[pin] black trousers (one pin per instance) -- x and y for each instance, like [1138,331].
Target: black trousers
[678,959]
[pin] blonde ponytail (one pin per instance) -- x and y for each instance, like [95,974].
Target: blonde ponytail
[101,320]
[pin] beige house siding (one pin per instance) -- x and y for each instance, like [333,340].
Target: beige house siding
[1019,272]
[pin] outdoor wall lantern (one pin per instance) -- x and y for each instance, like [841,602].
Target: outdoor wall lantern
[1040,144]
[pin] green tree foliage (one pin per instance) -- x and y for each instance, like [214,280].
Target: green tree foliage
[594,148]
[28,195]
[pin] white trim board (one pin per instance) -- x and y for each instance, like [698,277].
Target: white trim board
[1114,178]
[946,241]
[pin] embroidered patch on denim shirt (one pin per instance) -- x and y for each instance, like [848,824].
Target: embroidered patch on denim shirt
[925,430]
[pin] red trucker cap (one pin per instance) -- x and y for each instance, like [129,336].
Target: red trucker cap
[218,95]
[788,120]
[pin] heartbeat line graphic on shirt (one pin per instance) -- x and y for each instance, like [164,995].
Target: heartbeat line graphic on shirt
□ □ □ □ □
- **TASK TO CARRY OUT**
Reproduce every line of the records above, character for character.

- **ANSWER IN FULL**
[pin] black trousers (one pin per instance) -- x and y for each instance, like [1138,331].
Target: black trousers
[678,959]
[pin] blonde ponytail (one pin per instance) -- x and y for each instance, like [95,974].
Target: blonde ponytail
[101,320]
[pin] beige house siding (one pin per instance) -- x and y for each instance, like [333,340].
Target: beige house siding
[1019,272]
[pin] outdoor wall lantern (one pin per instance) -- x and y for each instance, like [841,602].
Target: outdoor wall lantern
[1040,144]
[pin] green tree foliage (one pin per instance) -- x and y for each instance, like [214,280].
Target: green tree foliage
[594,148]
[28,195]
[pin] white trim board (one pin per instance) -- x and y for each instance, like [698,277].
Target: white trim board
[1114,178]
[946,241]
[pin] embroidered patch on denim shirt (one pin per instance) -- x and y for each instance, like [848,824].
Target: embroidered patch on denim shirt
[925,430]
[pin] red trucker cap (one pin per instance) -- x and y for each instance, like [129,336].
Target: red trucker cap
[218,95]
[788,120]
[pin] heartbeat line graphic on shirt (one pin per instance) -- x and y for each instance, like [164,995].
Target: heartbeat line graphic on shirt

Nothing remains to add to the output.